(Pointing records)
--- begin ---
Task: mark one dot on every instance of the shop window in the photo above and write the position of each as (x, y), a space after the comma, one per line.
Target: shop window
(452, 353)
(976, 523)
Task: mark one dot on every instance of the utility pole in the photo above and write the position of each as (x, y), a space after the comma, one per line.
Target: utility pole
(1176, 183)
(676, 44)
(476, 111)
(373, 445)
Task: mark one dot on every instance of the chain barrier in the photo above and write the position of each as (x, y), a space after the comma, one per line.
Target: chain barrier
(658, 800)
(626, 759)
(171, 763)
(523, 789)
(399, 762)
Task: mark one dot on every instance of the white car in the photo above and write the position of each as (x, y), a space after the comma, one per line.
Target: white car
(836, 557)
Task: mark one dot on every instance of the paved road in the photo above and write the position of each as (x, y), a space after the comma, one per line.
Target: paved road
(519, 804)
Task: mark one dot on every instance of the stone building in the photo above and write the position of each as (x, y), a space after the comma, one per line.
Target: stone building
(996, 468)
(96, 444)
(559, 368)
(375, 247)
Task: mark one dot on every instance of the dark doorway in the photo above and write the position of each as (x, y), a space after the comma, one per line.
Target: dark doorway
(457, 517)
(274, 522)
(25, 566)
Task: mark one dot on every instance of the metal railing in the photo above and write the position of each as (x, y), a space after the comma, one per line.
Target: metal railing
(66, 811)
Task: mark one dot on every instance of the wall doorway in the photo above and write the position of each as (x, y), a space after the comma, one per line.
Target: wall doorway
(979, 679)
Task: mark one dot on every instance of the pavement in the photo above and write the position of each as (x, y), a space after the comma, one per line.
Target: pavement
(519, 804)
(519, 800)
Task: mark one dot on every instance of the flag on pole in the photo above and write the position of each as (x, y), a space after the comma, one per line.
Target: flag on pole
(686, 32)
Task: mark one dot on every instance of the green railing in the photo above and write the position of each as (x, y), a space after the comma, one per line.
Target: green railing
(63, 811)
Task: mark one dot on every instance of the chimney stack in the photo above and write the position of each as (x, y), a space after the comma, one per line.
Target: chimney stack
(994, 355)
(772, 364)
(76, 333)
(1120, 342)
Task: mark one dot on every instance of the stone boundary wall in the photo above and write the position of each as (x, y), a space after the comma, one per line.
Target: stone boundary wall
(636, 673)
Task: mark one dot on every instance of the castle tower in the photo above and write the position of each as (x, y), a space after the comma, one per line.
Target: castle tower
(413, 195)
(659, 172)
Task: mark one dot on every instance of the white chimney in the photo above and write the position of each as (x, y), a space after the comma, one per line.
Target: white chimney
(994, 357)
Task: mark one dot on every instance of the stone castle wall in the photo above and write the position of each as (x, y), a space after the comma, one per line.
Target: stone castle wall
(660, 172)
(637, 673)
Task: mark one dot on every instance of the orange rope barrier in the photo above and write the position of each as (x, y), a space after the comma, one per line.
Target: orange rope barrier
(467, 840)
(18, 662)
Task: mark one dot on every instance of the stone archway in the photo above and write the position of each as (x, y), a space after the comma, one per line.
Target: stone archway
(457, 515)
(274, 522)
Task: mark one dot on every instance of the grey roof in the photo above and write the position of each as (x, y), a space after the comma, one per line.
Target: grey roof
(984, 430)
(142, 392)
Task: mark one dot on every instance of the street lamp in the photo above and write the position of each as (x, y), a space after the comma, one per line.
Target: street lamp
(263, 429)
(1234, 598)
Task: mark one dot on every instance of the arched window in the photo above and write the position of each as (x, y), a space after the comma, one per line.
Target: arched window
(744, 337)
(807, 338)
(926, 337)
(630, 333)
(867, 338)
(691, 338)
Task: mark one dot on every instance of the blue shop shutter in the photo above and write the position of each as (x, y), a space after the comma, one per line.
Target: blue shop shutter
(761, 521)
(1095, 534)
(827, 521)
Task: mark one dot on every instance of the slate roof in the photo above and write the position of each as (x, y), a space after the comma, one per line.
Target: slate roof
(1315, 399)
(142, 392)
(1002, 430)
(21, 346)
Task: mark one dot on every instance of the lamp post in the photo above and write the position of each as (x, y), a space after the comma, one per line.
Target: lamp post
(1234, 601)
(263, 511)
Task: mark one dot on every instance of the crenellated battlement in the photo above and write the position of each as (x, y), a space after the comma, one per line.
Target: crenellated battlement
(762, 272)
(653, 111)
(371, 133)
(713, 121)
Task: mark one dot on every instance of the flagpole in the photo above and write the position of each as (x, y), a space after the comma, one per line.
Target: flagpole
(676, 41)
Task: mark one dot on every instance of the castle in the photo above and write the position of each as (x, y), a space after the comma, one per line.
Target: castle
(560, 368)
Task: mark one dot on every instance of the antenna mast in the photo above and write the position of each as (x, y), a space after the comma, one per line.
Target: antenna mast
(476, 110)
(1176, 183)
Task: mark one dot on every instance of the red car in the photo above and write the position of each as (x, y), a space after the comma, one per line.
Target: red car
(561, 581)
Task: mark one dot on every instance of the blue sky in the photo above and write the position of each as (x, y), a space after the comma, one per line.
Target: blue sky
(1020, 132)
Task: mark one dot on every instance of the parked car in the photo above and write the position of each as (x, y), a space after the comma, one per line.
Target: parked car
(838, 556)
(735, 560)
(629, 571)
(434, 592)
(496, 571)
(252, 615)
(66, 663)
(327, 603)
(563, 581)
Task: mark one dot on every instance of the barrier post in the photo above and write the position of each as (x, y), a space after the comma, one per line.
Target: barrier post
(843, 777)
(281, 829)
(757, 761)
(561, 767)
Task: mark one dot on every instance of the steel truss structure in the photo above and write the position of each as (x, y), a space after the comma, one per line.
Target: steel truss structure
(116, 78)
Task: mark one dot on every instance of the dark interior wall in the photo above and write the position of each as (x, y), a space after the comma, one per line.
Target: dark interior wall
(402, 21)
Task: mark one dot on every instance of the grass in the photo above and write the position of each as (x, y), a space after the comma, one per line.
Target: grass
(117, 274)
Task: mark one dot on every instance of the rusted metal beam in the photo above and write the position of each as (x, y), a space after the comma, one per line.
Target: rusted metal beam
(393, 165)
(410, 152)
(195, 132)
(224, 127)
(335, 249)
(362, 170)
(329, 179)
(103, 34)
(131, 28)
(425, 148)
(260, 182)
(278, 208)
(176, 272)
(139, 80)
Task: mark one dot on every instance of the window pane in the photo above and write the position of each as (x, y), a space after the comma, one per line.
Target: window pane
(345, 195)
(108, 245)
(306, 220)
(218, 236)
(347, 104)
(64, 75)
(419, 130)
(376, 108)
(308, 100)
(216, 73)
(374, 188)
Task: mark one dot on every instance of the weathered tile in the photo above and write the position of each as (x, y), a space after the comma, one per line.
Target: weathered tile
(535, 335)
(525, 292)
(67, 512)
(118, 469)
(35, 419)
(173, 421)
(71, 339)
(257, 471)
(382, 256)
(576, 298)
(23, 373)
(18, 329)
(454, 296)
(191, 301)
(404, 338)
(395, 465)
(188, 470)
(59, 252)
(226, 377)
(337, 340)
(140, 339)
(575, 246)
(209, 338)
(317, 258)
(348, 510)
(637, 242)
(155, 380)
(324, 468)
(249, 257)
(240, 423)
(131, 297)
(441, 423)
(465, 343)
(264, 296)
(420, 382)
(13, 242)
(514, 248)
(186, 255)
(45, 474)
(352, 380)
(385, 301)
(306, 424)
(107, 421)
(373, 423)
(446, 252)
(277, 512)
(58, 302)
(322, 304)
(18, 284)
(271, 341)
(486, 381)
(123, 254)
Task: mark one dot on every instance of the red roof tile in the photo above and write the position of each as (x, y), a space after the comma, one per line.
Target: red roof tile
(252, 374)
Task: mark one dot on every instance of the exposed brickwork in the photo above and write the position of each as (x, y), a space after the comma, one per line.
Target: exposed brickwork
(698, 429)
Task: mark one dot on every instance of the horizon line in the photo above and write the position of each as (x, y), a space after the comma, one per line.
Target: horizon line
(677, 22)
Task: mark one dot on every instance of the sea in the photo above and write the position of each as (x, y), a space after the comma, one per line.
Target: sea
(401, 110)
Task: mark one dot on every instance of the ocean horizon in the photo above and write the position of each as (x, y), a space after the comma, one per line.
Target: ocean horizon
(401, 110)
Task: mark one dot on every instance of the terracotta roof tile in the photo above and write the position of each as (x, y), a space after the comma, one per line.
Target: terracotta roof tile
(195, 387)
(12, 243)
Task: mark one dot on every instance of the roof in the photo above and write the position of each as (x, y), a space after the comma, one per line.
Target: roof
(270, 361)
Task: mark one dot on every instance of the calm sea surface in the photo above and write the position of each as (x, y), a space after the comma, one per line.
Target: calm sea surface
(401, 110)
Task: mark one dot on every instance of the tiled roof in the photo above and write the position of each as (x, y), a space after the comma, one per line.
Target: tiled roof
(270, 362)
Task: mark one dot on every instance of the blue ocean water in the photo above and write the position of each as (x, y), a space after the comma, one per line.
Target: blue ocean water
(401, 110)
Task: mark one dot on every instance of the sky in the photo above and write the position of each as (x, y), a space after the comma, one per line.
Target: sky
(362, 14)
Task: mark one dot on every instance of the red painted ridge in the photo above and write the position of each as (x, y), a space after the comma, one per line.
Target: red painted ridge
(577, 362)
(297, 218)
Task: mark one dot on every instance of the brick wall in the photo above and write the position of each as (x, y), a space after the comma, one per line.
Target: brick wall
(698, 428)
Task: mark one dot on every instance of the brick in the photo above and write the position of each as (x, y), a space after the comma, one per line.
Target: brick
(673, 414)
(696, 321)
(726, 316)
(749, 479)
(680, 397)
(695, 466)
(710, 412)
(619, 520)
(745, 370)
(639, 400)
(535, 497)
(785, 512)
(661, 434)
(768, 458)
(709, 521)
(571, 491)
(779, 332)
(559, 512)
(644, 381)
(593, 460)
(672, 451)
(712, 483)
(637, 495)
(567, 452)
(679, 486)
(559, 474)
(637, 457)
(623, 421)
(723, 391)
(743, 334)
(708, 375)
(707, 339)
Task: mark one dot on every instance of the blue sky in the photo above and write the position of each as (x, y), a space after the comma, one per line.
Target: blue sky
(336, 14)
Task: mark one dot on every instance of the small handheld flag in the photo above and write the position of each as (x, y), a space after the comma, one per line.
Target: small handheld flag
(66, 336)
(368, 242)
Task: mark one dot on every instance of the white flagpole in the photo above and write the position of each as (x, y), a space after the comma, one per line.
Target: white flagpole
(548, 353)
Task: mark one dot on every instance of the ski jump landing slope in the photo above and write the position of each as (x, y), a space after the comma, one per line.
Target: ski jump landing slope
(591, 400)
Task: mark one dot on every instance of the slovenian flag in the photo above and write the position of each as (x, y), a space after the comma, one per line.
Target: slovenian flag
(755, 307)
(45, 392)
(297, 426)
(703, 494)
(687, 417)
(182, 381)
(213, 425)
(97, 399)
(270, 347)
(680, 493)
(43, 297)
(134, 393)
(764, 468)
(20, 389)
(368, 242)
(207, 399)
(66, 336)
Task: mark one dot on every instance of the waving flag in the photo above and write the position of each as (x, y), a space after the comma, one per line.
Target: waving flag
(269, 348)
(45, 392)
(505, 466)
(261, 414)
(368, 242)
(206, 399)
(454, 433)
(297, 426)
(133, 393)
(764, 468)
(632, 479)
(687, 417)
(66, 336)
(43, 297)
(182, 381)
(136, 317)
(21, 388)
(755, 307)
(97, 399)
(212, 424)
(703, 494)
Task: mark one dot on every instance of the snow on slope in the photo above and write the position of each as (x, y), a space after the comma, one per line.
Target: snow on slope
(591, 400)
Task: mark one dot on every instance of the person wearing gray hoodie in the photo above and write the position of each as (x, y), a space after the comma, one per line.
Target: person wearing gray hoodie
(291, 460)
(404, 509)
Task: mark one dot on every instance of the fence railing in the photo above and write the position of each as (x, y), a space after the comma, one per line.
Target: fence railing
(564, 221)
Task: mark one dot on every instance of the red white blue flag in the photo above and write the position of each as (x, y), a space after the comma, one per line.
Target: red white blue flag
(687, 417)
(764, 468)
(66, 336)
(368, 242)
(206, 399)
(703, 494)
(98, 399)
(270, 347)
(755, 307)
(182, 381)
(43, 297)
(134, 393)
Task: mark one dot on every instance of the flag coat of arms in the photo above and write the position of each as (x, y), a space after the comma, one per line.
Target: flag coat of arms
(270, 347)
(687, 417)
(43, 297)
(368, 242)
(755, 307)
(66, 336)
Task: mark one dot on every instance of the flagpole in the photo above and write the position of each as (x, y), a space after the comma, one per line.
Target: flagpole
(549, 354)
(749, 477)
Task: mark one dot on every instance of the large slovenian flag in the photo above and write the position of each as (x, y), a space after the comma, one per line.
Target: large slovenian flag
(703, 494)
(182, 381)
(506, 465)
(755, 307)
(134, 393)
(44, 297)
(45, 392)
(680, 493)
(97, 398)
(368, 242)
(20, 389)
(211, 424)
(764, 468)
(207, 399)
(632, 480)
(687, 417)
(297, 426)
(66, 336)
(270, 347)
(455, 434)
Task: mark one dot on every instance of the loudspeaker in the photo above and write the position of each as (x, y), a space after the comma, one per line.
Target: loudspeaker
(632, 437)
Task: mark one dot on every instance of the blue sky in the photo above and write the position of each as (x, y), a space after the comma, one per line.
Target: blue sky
--- end ---
### WRITTEN EXERCISE
Format the lines of the records above as a JSON list of strings, one string per line with blank lines omitted. Cover only the lines from the one containing "Task: mark one dot on every instance of the wall" through the one containing "(1120, 342)", both included.

### RESULT FOR THIS EXERCISE
[
  "Task: mark one dot on every instance of the wall doorway in the photo above and write the position of each as (x, y), a space after the comma, one per line.",
  "Target: wall doorway",
  "(979, 679)",
  "Task: mark one dot on every instance of the pavement in the photo above and write the position of each as (x, y), a space after the comma, one per line.",
  "Target: pavement",
  "(519, 804)",
  "(519, 800)",
  "Task: mark one dot on every instance of the flag on pole in the photo above and write the position of each as (x, y), a space after the comma, one per line.",
  "Target: flag on pole",
  "(686, 32)",
  "Task: mark one dot on every instance of the green railing in the photo above and write the position of each as (x, y), a space after the comma, one per line.",
  "Target: green railing",
  "(63, 811)",
  "Task: mark one dot on every instance of the chimney stack in the photo above and write the position of each as (x, y), a space after the comma, one per line.",
  "Target: chimney stack",
  "(994, 355)",
  "(772, 364)",
  "(76, 333)",
  "(1120, 342)"
]